• Exercise directions:
Once the line containing "Target: dark red anther" is found in the entries below, reproduce it and every line after it, stopping at and including the line containing "the green stem"; reproduce nothing else, and keep each line exact.

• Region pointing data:
________________________
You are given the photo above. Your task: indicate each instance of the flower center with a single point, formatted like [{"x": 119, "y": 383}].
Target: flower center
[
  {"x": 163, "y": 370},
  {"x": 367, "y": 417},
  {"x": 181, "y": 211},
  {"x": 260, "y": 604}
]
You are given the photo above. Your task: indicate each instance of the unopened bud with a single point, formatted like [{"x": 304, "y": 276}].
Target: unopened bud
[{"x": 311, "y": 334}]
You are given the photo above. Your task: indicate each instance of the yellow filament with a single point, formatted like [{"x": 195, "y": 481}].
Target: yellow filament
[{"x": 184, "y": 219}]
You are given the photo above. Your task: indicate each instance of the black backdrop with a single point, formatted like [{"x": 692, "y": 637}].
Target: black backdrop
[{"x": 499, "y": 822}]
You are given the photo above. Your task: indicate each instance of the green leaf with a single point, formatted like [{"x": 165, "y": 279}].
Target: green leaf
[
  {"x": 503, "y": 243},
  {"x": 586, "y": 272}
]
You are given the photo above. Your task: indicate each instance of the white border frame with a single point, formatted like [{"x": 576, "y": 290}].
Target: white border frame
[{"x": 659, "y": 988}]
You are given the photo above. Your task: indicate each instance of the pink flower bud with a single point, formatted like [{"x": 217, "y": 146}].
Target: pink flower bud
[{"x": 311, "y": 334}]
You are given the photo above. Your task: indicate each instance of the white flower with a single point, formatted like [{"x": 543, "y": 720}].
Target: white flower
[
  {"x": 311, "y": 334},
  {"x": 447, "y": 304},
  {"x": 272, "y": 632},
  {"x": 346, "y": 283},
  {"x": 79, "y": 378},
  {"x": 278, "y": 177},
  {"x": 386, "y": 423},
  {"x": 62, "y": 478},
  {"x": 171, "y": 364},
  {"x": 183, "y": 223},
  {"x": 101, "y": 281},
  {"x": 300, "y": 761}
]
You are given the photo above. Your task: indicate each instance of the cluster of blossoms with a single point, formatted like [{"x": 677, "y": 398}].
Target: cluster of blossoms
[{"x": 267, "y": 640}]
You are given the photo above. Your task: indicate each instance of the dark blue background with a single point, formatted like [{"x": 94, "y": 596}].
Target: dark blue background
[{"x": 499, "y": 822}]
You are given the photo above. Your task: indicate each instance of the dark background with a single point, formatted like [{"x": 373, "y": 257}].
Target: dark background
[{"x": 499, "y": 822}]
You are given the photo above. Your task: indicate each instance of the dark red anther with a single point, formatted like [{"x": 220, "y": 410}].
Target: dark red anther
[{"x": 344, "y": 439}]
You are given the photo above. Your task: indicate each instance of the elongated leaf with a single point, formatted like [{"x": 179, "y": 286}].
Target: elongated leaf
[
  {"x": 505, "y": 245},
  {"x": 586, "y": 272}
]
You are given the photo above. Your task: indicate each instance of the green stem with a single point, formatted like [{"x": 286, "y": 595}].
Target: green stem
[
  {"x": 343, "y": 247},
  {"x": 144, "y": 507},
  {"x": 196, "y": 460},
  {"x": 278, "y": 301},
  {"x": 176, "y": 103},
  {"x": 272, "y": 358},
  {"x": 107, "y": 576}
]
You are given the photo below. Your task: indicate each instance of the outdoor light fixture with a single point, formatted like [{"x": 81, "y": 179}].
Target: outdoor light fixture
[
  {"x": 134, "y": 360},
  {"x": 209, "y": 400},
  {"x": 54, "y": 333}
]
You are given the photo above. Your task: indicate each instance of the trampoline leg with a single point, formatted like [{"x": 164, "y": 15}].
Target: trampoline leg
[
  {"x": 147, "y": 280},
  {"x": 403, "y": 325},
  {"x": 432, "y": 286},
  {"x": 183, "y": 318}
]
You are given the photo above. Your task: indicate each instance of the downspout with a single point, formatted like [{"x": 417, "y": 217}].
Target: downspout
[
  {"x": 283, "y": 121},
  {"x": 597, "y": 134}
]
________________________
• Answer to the exercise:
Target: dark red anther
[{"x": 344, "y": 439}]
You are given the photo above. Your task: indicate each instance of the elongated leaf with a single point, formatted like [{"x": 179, "y": 286}].
Target: elongated leaf
[
  {"x": 505, "y": 245},
  {"x": 586, "y": 272}
]
You are given the photo above. Your task: indicate each instance of the green stem with a single point, formatted like [{"x": 286, "y": 595}].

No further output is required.